• Pokazany tekst:
# # # # #
# przejscie na x86 z ~

## Vegan

Hello , korzystanie z całego systemu opartego na pakietach z gałęzi ~x86 jest zabawne ale trochę mnie już zmęczyło ciągle tropienie memory leakow , chciałbym trochę popracować na przynajmniej w większości stabilnym systemie  :Smile:  ~ jet rozsądne tylko w przypadku paru pakietów , teraz moje pytanie - czy jest sposób na re kompilacje -e system && -e world z gałęzi ~x86 na x86 (oczywiście bo zmianie accept keywords w /etc/make.conf) chodzi mi o to iż niektóre pakiety jak glibc nie wspierają downgrade'u co w takiej sytuacji zrobić jeśli nie chce się instalować gentoo ponownie ?

----------

## yoshi314

przestawic na x86 i gdy portage proponuje downgrade nie instalowac, tylko czekac az pakiety przejda do x86. nie jest to zbyt dobre rozwiazanie, ale lepsze niz nic :]

albo dac ~x86 tylko paru newralgicznym pakietom (m.in. glibc)
# # # # #
• Dostępne dane:
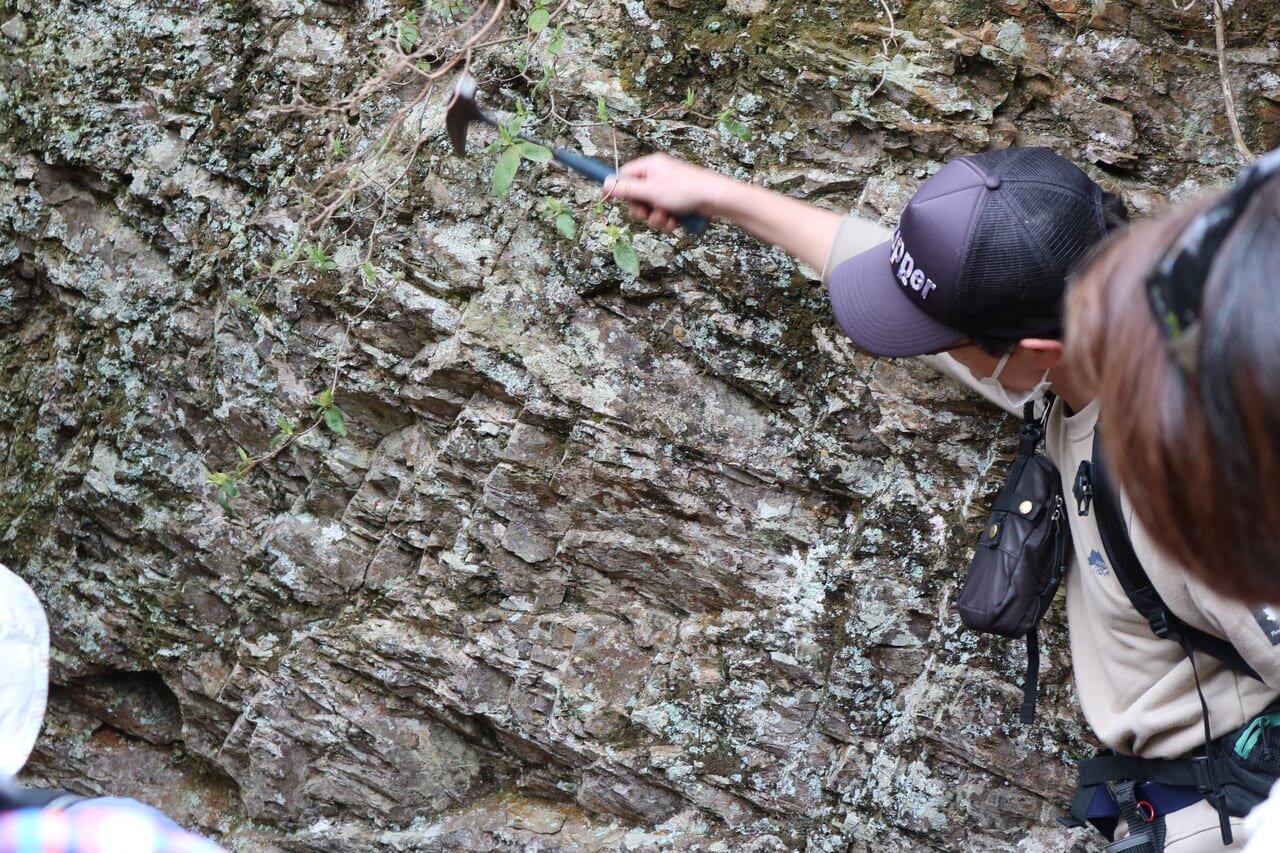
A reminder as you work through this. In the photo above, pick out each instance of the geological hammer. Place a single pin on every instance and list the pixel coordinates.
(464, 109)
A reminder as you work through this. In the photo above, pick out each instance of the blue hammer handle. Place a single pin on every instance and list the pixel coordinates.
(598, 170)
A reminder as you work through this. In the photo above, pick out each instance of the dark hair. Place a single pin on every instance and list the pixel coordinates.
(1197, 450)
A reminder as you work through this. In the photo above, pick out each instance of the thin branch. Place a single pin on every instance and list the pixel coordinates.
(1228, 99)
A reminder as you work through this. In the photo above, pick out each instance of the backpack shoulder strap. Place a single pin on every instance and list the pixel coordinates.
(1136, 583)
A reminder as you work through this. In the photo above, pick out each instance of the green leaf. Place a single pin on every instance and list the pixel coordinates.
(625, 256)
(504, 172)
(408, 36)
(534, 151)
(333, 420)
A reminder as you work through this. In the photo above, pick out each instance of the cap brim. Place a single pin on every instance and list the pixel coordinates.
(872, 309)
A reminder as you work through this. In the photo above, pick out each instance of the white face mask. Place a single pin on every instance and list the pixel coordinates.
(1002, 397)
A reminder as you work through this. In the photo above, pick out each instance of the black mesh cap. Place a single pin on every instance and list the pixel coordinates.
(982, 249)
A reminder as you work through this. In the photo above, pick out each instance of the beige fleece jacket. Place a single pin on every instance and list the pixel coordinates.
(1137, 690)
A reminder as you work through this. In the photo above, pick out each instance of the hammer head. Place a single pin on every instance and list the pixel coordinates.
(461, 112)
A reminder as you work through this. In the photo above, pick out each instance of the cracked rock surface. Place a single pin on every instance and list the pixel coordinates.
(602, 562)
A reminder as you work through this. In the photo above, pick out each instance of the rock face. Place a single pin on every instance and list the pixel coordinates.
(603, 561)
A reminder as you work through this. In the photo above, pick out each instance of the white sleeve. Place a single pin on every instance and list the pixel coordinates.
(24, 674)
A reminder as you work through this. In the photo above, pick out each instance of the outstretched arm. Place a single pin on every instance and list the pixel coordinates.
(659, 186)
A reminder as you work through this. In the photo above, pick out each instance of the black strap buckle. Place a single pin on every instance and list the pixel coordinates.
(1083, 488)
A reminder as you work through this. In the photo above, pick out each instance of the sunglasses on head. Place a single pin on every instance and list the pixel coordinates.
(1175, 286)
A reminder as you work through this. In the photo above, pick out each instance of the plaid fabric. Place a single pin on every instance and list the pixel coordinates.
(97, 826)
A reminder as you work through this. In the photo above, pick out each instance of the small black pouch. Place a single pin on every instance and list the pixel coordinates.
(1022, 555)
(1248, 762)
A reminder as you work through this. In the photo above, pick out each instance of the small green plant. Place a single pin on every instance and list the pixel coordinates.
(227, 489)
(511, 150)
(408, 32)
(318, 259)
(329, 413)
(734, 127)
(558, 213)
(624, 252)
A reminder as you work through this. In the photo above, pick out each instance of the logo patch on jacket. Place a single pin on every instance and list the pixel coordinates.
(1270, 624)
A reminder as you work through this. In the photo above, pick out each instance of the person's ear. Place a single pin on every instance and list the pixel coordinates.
# # # # #
• Polecenie 1:
Wypisz w całości wątek o przejściu z gałęzi ~x86 na x86, bez żadnych zmian.
• Polecenie 2:
Przekształć w dwukolumnowy plik CSV z kolumnami tresc i odpowiedz wyłącznie wiersze danych od tego, który zawiera „the white sleeve.”, do tego, który zawiera „(1270, 624)”, włącznie z oboma. Każdy z tych wierszy ma dać jeden wiersz CSV z treścią i odpowiedzią, każdą w osobnym polu w cudzysłowie i z łamaniami linii zamienionymi na spacje.

• Pełne rozwiązanie 1:
# przejscie na x86 z ~

## Vegan

Hello , korzystanie z całego systemu opartego na pakietach z gałęzi ~x86 jest zabawne ale trochę mnie już zmęczyło ciągle tropienie memory leakow , chciałbym trochę popracować na przynajmniej w większości stabilnym systemie  :Smile:  ~ jet rozsądne tylko w przypadku paru pakietów , teraz moje pytanie - czy jest sposób na re kompilacje -e system && -e world z gałęzi ~x86 na x86 (oczywiście bo zmianie accept keywords w /etc/make.conf) chodzi mi o to iż niektóre pakiety jak glibc nie wspierają downgrade'u co w takiej sytuacji zrobić jeśli nie chce się instalować gentoo ponownie ?

----------

## yoshi314

przestawic na x86 i gdy portage proponuje downgrade nie instalowac, tylko czekac az pakiety przejda do x86. nie jest to zbyt dobre rozwiazanie, ale lepsze niz nic :]

albo dac ~x86 tylko paru newralgicznym pakietom (m.in. glibc)

• Pełne rozwiązanie 2:
tresc,odpowiedz
"A reminder as you work through this. In the photo above, pick out each instance of the white sleeve. Place a single pin on every instance and list the pixel coordinates.","(24, 674)"
"A reminder as you work through this. In the photo above, pick out each instance of the outstretched arm. Place a single pin on every instance and list the pixel coordinates.","(659, 186)"
"A reminder as you work through this. In the photo above, pick out each instance of the black strap buckle. Place a single pin on every instance and list the pixel coordinates.","(1083, 488)"
"A reminder as you work through this. In the photo above, pick out each instance of the sunglasses on head. Place a single pin on every instance and list the pixel coordinates.","(1175, 286)"
"A reminder as you work through this. In the photo above, pick out each instance of the plaid fabric. Place a single pin on every instance and list the pixel coordinates.","(97, 826)"
"A reminder as you work through this. In the photo above, pick out each instance of the small black pouch. Place a single pin on every instance and list the pixel coordinates.","(1022, 555) (1248, 762)"
"A reminder as you work through this. In the photo above, pick out each instance of the small green plant. Place a single pin on every instance and list the pixel coordinates.","(227, 489) (511, 150) (408, 32) (318, 259) (329, 413) (734, 127) (558, 213) (624, 252)"
"A reminder as you work through this. In the photo above, pick out each instance of the logo patch on jacket. Place a single pin on every instance and list the pixel coordinates.","(1270, 624)"